Texte fourni:
* * *

Voici donc l’article qui vient de remporter le prix du grand concours de la Bauge. Avant de vous le présenter, je tiens à dire un très grand merci aux participants. Vu la qualité des textes reçus, il y aura sûrement très prochainement d’autres concours.
La gagnante, Ysalis K.S., a choisi de chroniquer un livre issu de la collection e‑ros des éditions Dominique Leroy : « Le Candauliste ». Ce petit texte entre de façon tout à fait heureuse dans les goûts de la Bauge, dont le tenant essaie depuis belle lurette de proposer à ses lecteurs quelques-uns des plus beaux textes érotiques (actuels de préférence, mais parfois aussi venus de plus loin).
Pendant qu’Ysalis profite du prix gracieusement offert par les Éditions Edicool et se laisse captiver par les aventures des célèbres pirates de la route, vous découvrirez les aléas d’un couple qui sonde les profondeurs d’une pratique plutôt inhabituelle.
Choisir une œuvre littéraire numérique récente ?
J’aurais pu vous parler d’un de mes romans préférés, mais il n’était ni récent, ni numérique. Par conséquent, dans ce domaine, je vais me tourner vers… l’érotisme, car ma découverte des e‑books s’est faite par ce biais.
J’ai lu principalement des nouvelles, et celle que j’ai trouvée la plus intéressante, intrigante, est sûrement « Le Candauliste », de Jean-Philippe Ubernois, parce qu’elle associe érotisme, littérature et réflexion. Un beau tiercé.

* * *

Entrées de la liste:
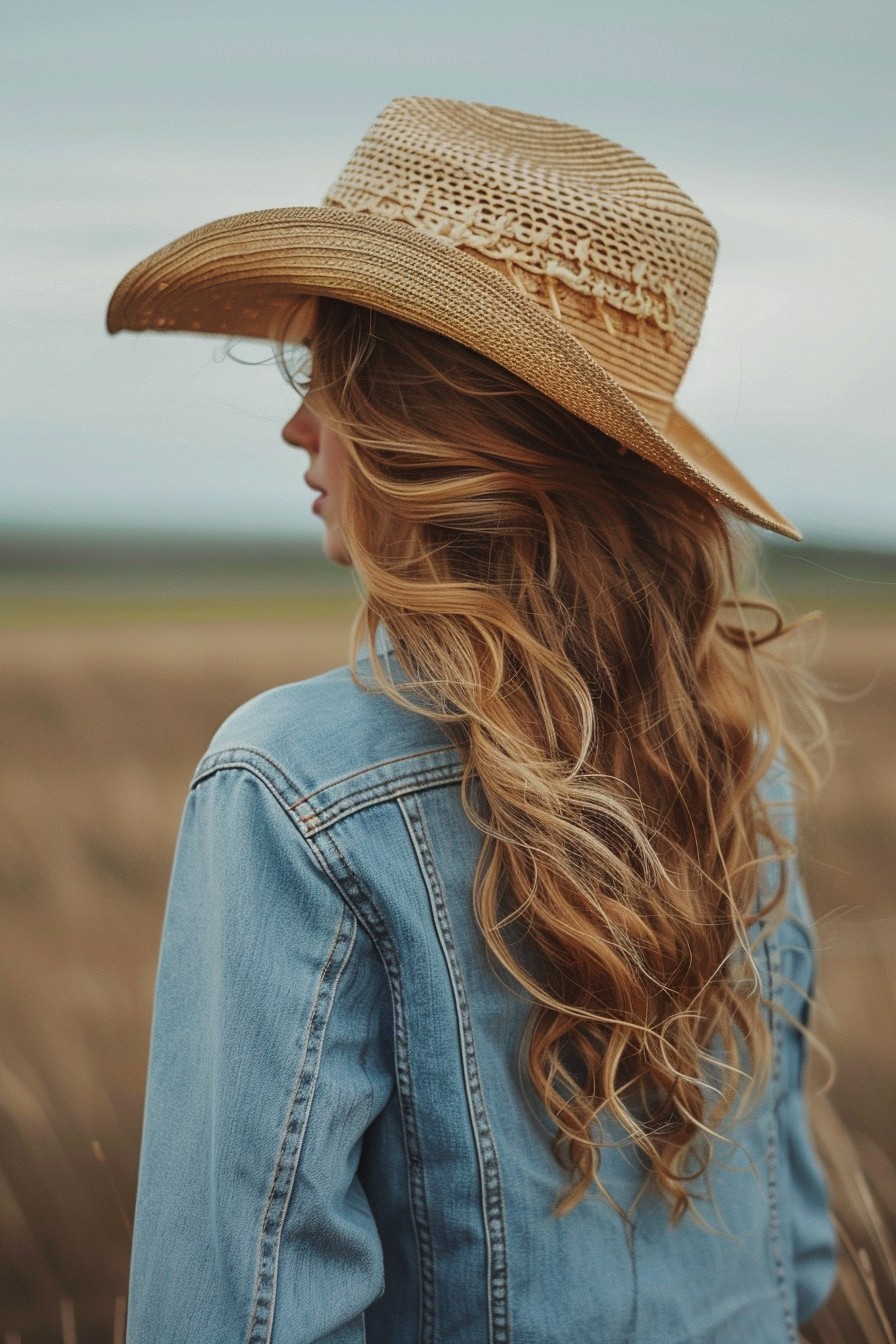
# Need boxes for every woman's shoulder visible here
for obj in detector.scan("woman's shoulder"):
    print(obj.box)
[197,657,453,794]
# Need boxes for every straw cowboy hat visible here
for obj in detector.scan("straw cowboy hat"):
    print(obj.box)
[107,98,799,538]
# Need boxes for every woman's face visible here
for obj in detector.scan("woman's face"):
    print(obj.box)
[283,402,352,566]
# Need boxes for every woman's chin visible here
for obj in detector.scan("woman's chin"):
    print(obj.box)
[322,527,352,570]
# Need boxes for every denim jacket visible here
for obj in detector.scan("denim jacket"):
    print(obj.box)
[128,642,833,1344]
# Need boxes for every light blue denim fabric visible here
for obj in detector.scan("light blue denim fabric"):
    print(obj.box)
[128,642,833,1344]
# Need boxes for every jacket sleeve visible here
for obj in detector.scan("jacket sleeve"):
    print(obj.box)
[772,781,837,1322]
[128,766,392,1344]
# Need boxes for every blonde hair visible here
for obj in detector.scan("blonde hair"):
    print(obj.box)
[291,300,819,1218]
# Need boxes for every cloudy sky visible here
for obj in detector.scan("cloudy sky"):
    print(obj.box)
[0,0,896,546]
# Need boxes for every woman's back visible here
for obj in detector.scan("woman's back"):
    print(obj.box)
[109,99,833,1344]
[130,645,833,1344]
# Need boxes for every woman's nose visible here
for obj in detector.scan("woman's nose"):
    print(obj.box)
[282,403,320,453]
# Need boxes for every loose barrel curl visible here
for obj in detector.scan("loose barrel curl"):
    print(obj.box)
[288,300,821,1218]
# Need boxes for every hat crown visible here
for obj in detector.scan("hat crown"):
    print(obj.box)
[325,98,717,422]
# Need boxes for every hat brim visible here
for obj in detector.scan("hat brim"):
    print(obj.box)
[106,206,801,540]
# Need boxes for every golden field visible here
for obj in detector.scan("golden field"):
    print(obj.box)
[0,585,896,1344]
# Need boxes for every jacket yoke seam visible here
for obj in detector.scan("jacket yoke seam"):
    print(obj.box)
[191,747,463,839]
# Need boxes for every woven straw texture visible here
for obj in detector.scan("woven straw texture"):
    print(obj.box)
[107,98,799,536]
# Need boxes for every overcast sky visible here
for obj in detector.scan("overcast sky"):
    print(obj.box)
[0,0,896,546]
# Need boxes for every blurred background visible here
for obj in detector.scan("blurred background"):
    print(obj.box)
[0,0,896,1344]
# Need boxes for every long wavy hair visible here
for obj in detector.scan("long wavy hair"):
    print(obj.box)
[283,300,821,1218]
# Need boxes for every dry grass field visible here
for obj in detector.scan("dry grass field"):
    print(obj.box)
[0,602,896,1344]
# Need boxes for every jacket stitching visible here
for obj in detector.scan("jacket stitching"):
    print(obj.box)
[293,746,454,806]
[191,747,462,832]
[309,831,435,1344]
[249,903,357,1344]
[762,908,798,1344]
[293,766,461,835]
[398,798,510,1344]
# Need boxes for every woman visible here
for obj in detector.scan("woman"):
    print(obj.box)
[109,99,833,1344]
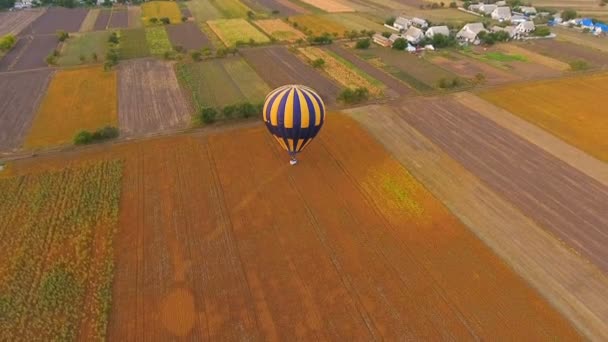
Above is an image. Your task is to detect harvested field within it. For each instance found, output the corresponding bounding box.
[521,39,608,68]
[298,46,384,97]
[241,46,340,104]
[186,0,223,23]
[207,19,270,46]
[167,23,211,50]
[480,73,608,162]
[0,35,59,71]
[499,43,570,71]
[390,95,608,271]
[254,19,306,42]
[25,67,117,148]
[57,31,110,66]
[349,103,608,340]
[209,0,251,19]
[146,26,173,56]
[289,14,348,37]
[127,6,142,28]
[429,52,519,85]
[118,29,150,59]
[0,161,122,341]
[177,57,270,108]
[0,69,52,151]
[23,7,89,35]
[118,59,191,135]
[301,0,355,13]
[108,9,129,29]
[94,9,112,31]
[5,115,580,340]
[355,46,457,92]
[0,8,46,37]
[327,44,413,97]
[141,1,182,25]
[78,8,101,32]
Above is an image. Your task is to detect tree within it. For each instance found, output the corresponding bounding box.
[393,38,407,50]
[355,38,371,50]
[562,9,578,21]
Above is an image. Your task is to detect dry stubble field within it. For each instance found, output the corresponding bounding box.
[5,114,580,340]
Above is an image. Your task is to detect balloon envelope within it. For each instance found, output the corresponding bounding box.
[263,84,325,155]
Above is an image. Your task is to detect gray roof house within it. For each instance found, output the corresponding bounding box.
[424,26,450,38]
[491,6,511,21]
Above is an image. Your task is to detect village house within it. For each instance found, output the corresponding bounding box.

* * *

Répondez en vous appuyant sur le texte fourni :
1. Quelle maison d'édition publie la collection e‑ros ?
2. Quelles éditions ont offert le prix à la gagnante ?
3. Qui a écrit « Le Candauliste » ?
La liste provient d'une autre source que le texte fourni.

Réponse:
1. Les éditions Dominique Leroy.
2. Les Éditions Edicool.
3. Jean-Philippe Ubernois.